__EXERCISE AIM__: Extract the rows below word for word, starting at the line that contains "man's shoulder with a single marker." and continuing through the final row, both included.

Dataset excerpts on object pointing
---*---
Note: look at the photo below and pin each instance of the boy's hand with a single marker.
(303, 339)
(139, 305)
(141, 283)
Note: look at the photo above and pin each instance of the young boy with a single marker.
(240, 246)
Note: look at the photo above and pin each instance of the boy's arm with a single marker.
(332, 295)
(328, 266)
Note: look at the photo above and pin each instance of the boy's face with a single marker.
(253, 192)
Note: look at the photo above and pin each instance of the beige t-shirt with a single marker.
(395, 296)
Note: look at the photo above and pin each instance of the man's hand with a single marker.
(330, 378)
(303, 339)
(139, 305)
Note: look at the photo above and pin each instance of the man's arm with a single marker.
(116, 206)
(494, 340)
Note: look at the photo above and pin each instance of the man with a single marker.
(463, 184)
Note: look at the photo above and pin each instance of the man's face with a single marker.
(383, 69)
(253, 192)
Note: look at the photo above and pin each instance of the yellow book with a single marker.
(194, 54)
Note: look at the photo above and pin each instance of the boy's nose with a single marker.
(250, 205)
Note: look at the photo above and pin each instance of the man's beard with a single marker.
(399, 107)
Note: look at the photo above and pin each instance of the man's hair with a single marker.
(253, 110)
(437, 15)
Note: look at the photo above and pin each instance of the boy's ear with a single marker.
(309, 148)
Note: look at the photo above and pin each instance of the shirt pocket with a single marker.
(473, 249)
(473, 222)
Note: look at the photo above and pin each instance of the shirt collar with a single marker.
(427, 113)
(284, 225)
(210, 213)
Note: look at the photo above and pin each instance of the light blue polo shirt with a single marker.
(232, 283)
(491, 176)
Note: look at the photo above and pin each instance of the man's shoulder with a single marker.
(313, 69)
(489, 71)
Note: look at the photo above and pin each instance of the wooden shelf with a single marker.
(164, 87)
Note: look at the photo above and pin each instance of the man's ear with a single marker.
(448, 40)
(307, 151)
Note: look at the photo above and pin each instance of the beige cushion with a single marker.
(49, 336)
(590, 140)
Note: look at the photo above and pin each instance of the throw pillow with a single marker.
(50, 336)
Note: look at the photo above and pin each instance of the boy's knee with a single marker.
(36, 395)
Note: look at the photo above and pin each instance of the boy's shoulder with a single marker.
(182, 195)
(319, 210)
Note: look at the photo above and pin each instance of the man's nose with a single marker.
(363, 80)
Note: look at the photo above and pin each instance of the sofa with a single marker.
---*---
__RESULT OF THE TASK__:
Note: look at the photo above and pin each instance of the man's shoulder with a single marker.
(313, 69)
(489, 71)
Note: look at the photo above and pin each instance of the wooden shelf with a single marker.
(164, 87)
Note: look at the photo above and pin each instance of the man's ear with a single marker.
(448, 40)
(307, 151)
Note: look at the photo above and pin each instance of the beige cushion with a single marker.
(49, 336)
(590, 140)
Note: look at the photo above and pin each instance of the throw pillow with a single marker.
(50, 336)
Note: look at the photo above and pin each instance of the boy's knee with a single marker.
(36, 395)
Note: look at the photo above and pin each instance of the boy's shoulder with a single marker.
(182, 195)
(319, 210)
Note: look at the photo above and pin each instance of the man's nose with a single marker.
(363, 80)
Note: look at the photo above and pin each instance of the sofa with a single marker.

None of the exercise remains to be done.